TASK TO CARRY OUT: Rewrite every line of the items below with "stadium roof structure" changed to "stadium floodlight tower" and everything else kept the same. Leave the pictures out of your answer.

------ TASK INPUTS ------

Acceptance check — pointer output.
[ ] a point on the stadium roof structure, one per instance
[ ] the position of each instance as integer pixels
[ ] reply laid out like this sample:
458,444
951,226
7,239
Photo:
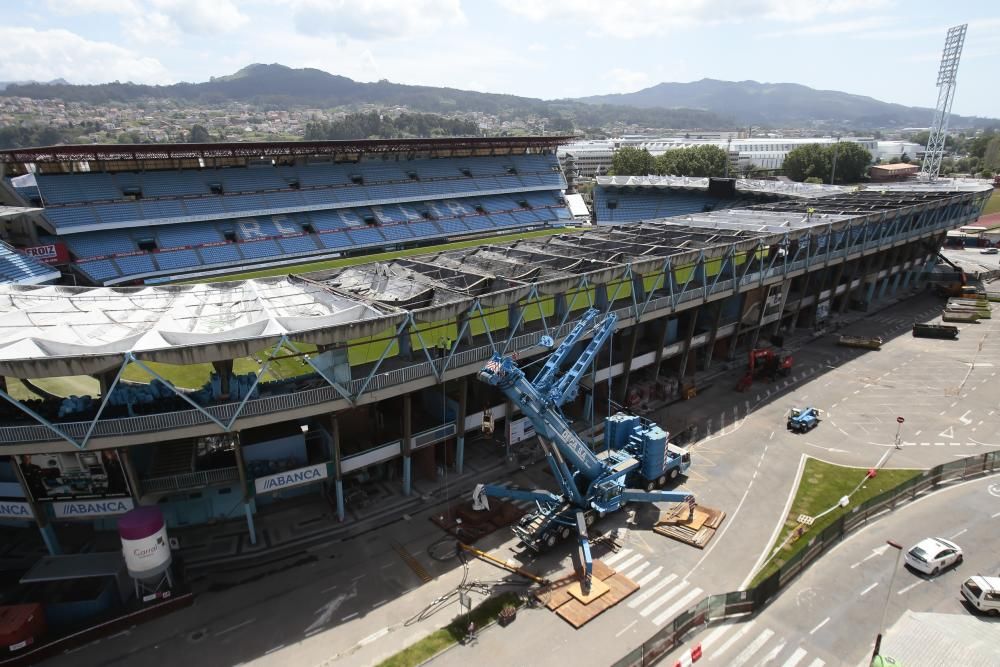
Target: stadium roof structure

------

COMPLETED TASK:
Acceptance check — pointer output.
[ ] a point on the stadium floodlight tower, one per instance
[ ] the position of each instance as integer pixels
[ ] reply laid out like this sample:
458,444
951,226
7,239
Photo:
Target: stadium floodlight tower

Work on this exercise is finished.